Chemical tanning processes: a game of two halves

13 July 2018



Comparing commercial and analysis-grade chemicals in the preparation of the chromium-melamine syntan, the following study, conducted by industry experts CSIR-CLRI and Sellam Chemicals, showcases the outcomes caused by common and experimental chemical treatment of hides.


One of the unavoidable steps in the transformation of wet-blue to finished leathers is the filling of void spaces in the skin matrix. As a drawback associated with chrome tanning, lack of fullness is being addressed during the post-tanning process by employing synthetic tanning agents. In general, the syntans are manufactured by enhancing the molecular weight of aromatic compounds such as phenol and its derivatives, such as melamine, through condensation reaction. Commercially available chromium syntan, which contains a combination of chromium salt and phenol formaldehyde condensate polymer, is employed during the rechroming process to ensure the uniform chromium content of wet-blue leather sourced from different places and also to impart fullness.

However, in order to improve belly filling, a larger quantity of melamine formaldehyde condensate is needed for the subsequent retanning process. Liberation of free formaldehyde is one of the major limitations of the conventional synthetic tanning agent. Keeping in mind the strictures of free formaldehyde and selective filling, an attempt has been made to prepare a novel formaldehyde-free chromium melamine syntan (CMS). The prepared product has been used in the rechroming process. The product imparts a selective filling and grain-tightening effect on loose areas and also increases the thickness without affecting the area yield. The product provides good dye levelling, excellent buff ability with a sheen, uniform milling pattern and – apart from the upgradation of lower selections – improved cutting value.

SET TASKS:
a – In the article on chemical tanning, which organizations conducted the study?
b – Please carry on the article on chemical tanning from where it stops, adding a paragraph or two.

GIVEN INFORMATION:
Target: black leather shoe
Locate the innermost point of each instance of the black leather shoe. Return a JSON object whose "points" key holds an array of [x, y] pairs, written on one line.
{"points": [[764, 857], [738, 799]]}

EXPECTED ANSWERS:
a – CSIR-CLRI and Sellam Chemicals

b –
Chrome-tanning, emptiness and the rechroming procedure

The hides used for leather manufacturing are anisotropic in nature. Removal of non-leather-making materials such as elastin, reticulin and proteoglycan, plus carrying out various other chemical operations on hides, further increases the anisotropicity. The economic value of the final leather strongly lies in the homogeneity of the substrate. Usage of vegetable tannins in leather-making provides tanning cum-filling action thereby increasing the homogeneity of the substrate. However, 90% of the leather is made by using chromium salt due to the limited availability of vegetable tannins. Though chrome-tanned leathers are superior to vegetable-tanned leathers in terms of hydrothermal stability and mechanical property, the substrate homogeneity is not obtained during the chrome tanning process. In commercial language, tanners generally believe chrome-tanned leathers are empty in nature. The leather industries, in countries such as – but not limited to – India, carry out an operation called rechroming in order to normalise the chromium oxide content in the batch of wet-blues.

The chromium syntan used during the rechroming operations is a masked chromium salt, wherein chromium ligand complexes are coupled with condensed aromatic sulphonates. In such syntans, the preferred aromatic compound is the phenol or naphthalene and the condensation is carried out in the presence of formaldehyde as cross-linker. Use of this chromium syntan results in the reduction of aromatic syntans in subsequent post-tanning.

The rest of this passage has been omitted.